#### THE REQUEST
Put everything from the line containing "In the image provided below, tightly box each long" down to the line containing "[251,197,554,488]" into a numbered list, one line per entry, with blank lines and pictures left out.

#### DATA SECTION

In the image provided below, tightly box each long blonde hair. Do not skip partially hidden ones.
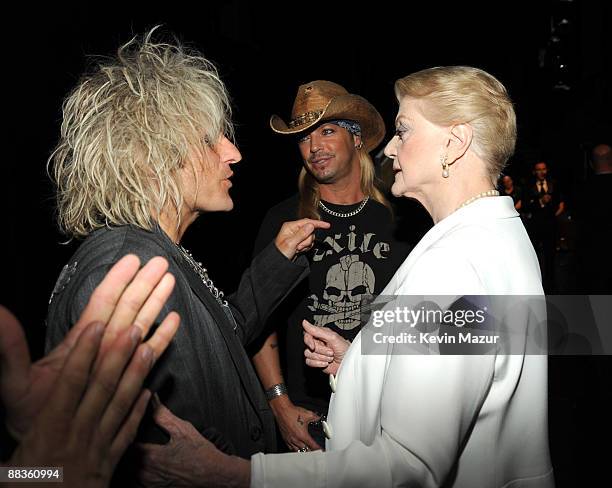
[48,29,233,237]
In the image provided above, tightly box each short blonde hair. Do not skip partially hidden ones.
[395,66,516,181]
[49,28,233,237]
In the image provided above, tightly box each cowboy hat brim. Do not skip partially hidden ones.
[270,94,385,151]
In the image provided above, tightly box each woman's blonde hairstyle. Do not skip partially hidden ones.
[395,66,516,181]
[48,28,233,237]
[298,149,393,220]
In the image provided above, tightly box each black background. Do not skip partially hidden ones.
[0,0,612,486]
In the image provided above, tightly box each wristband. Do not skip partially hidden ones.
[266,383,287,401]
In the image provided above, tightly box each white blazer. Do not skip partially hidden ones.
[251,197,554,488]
==
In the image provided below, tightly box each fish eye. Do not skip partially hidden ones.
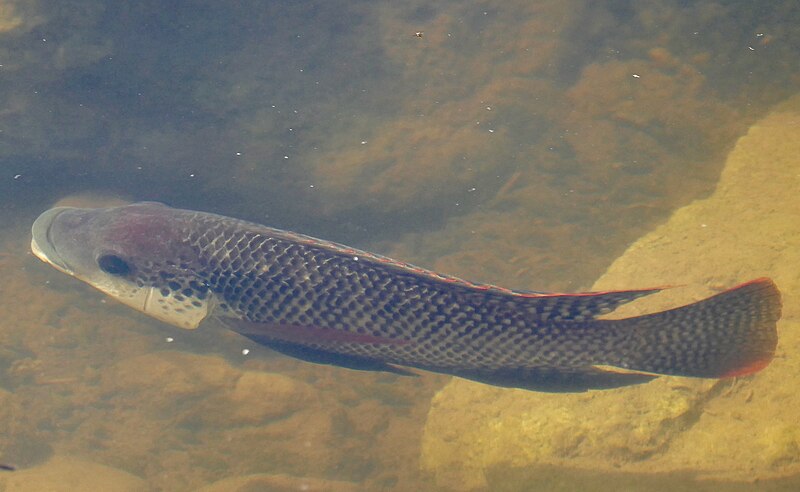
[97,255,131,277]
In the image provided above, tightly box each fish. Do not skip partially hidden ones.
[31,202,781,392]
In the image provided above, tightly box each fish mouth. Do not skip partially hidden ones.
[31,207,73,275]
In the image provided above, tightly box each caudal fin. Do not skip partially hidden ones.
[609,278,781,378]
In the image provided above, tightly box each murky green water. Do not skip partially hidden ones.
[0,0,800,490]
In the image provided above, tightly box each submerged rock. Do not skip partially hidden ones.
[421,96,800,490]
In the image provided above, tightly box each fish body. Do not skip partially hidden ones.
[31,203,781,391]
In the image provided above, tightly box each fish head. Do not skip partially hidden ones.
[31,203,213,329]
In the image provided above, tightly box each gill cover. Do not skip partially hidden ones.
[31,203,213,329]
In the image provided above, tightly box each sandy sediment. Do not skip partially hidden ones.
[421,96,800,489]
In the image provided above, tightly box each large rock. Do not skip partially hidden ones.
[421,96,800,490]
...
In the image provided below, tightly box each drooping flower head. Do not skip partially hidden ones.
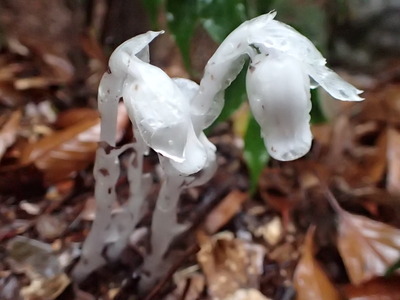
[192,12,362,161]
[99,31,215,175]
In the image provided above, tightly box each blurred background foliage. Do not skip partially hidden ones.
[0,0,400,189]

#### FULL ANSWER
1. In the image provided below, tightly box each long blonde hair. Do not skip partially hidden ones.
2. [48,29,233,237]
3. In the image provided above, tightly box each short blonde hair. Do not skip partially hidden ones.
4. [395,66,516,181]
5. [49,28,233,237]
6. In the image provided above, tightly box each cowboy hat brim. Do not skip partially hidden ones.
7. [270,94,385,151]
8. In the image provided above, tightly box each woman's blonde hairstyle. Do not skip partially hidden ones.
9. [395,66,516,181]
10. [48,28,233,237]
11. [298,149,393,220]
12. In the image provided above, tightly box each black background. Do not skip partially hidden ones.
13. [0,0,612,486]
14. In the image provided above, tightly box each wristband. Do not skip partially hidden ones.
15. [266,383,287,401]
16. In the image provided above, tightly box each white blazer. Do not skip partially hidden ones.
17. [251,197,554,488]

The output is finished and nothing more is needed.